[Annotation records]
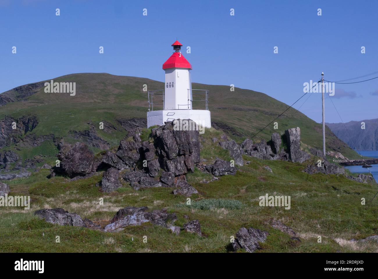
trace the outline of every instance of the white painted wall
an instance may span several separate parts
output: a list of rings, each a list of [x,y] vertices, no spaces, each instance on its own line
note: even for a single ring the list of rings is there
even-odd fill
[[[211,127],[210,111],[201,109],[170,109],[147,112],[147,128],[155,125],[163,125],[165,122],[175,119],[191,119],[203,127]]]
[[[192,81],[188,69],[171,68],[165,70],[164,109],[191,109]],[[189,91],[188,98],[188,89]]]

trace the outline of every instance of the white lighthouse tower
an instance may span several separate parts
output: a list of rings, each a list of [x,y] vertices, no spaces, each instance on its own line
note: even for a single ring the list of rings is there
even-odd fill
[[[190,70],[192,65],[180,51],[182,45],[176,41],[172,45],[175,52],[163,64],[165,71],[164,89],[149,91],[149,109],[147,112],[147,126],[163,125],[165,122],[175,119],[191,119],[203,127],[210,128],[210,112],[208,109],[208,90],[192,89]],[[154,111],[158,96],[163,95],[163,110]],[[200,100],[193,99],[198,95]],[[202,101],[205,109],[193,109],[193,101]],[[197,105],[197,104],[195,104]],[[201,104],[198,104],[198,106]]]

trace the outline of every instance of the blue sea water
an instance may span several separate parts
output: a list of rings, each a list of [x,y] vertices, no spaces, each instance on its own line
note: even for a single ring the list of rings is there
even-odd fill
[[[372,158],[378,158],[378,150],[359,150],[359,153],[363,156],[366,156]],[[372,165],[372,167],[369,168],[372,174],[375,179],[375,181],[378,182],[378,165]],[[345,167],[353,173],[361,173],[369,172],[367,168],[363,168],[362,166],[349,166]]]

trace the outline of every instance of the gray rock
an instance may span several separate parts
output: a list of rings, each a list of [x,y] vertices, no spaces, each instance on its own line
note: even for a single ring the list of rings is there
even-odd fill
[[[0,182],[0,196],[5,196],[6,194],[8,194],[10,191],[9,186],[5,183]]]
[[[127,167],[123,161],[116,155],[109,151],[107,151],[102,156],[101,162],[119,170],[124,170]]]
[[[57,157],[60,161],[60,168],[70,178],[92,171],[94,156],[84,143],[77,142],[73,147],[65,145]]]
[[[155,177],[160,170],[160,165],[157,159],[147,162],[147,169],[150,176]]]
[[[291,128],[285,131],[290,150],[289,158],[292,162],[303,163],[310,158],[310,154],[301,150],[301,129]]]
[[[272,134],[272,142],[273,143],[273,152],[275,154],[278,154],[280,153],[280,147],[282,143],[281,136],[279,134],[274,133]]]
[[[189,232],[195,232],[200,236],[202,235],[201,231],[201,225],[198,220],[194,220],[184,224],[184,229]]]
[[[40,219],[44,218],[46,222],[60,226],[85,226],[83,220],[79,215],[76,213],[69,213],[63,208],[40,209],[34,212],[34,215]]]
[[[232,243],[234,251],[240,248],[244,249],[250,253],[261,249],[259,242],[264,242],[269,234],[267,232],[258,229],[250,228],[247,229],[241,228],[236,233],[234,243]]]
[[[102,191],[106,193],[110,193],[122,187],[119,173],[116,168],[110,168],[104,172],[101,185]]]
[[[160,177],[160,181],[169,186],[172,186],[175,183],[175,175],[170,171],[163,171]]]
[[[244,152],[242,148],[236,143],[235,140],[220,142],[219,144],[223,149],[228,150],[230,156],[235,160],[235,164],[239,166],[243,165],[242,155]]]
[[[103,230],[106,232],[119,231],[120,229],[129,226],[140,225],[146,222],[150,222],[154,224],[170,229],[174,231],[171,227],[177,220],[177,217],[174,213],[167,213],[166,210],[163,210],[147,212],[146,212],[147,209],[146,207],[129,207],[124,210],[122,214],[118,214],[117,212],[117,214],[116,214],[117,220],[114,222],[107,225]],[[124,214],[127,215],[124,215]],[[121,216],[123,217],[120,218]]]
[[[184,180],[179,180],[176,184],[177,189],[173,190],[174,195],[181,195],[190,196],[193,194],[198,193],[197,190]]]
[[[227,175],[235,175],[236,168],[231,167],[231,163],[223,160],[217,160],[212,165],[208,165],[205,167],[206,170],[214,175],[219,176]]]
[[[83,222],[84,222],[84,226],[87,228],[90,229],[101,229],[101,226],[95,224],[91,221],[89,219],[87,219],[87,218],[85,218],[84,219]]]

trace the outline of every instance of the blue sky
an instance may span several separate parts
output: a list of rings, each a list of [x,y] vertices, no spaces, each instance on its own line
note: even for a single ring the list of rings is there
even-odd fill
[[[0,92],[74,73],[163,81],[177,37],[191,47],[183,53],[193,82],[234,84],[291,104],[322,72],[333,81],[378,71],[377,8],[370,1],[0,0]],[[378,118],[378,79],[336,86],[332,98],[345,122]],[[314,93],[300,110],[320,122],[321,102]],[[326,122],[340,122],[328,97],[325,108]]]

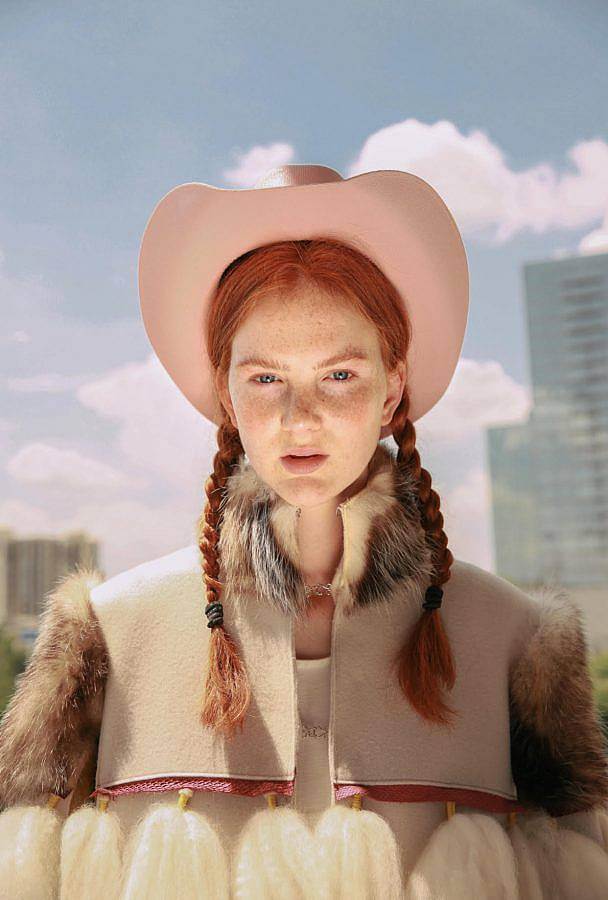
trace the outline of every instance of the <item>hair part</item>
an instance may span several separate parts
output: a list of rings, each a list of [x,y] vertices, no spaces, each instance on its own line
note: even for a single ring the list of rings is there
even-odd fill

**WHAT YOU WILL DO**
Where the line containing "trace the outline of every instance of the blue sky" appears above, start there and set down each line exactly through the last line of the data; leave out every picture.

**WRITTEN SOLUTION**
trace the outline of every instance of the blue sky
an instance may span several separate parts
output: a list of rings, each a list of [x,y] vertices, no spaces, each instance on its own line
note: even for a single ring the list of rings is there
even-odd fill
[[[0,92],[74,73],[163,81],[177,37],[191,47],[183,53],[193,82],[234,84],[291,104],[322,72],[333,81],[378,71],[377,8],[370,1],[0,0]],[[378,118],[378,79],[336,86],[332,98],[345,122]],[[314,93],[300,110],[320,122],[321,102]],[[326,122],[340,122],[328,97],[325,108]]]

trace the outline of every instance of the <item>hair part</item>
an instance may span several separate parts
output: a list of rings, each a list of [x,y] vertices, no spaces, each instance on its own line
note: even for a single ring the list of rings is there
even-odd fill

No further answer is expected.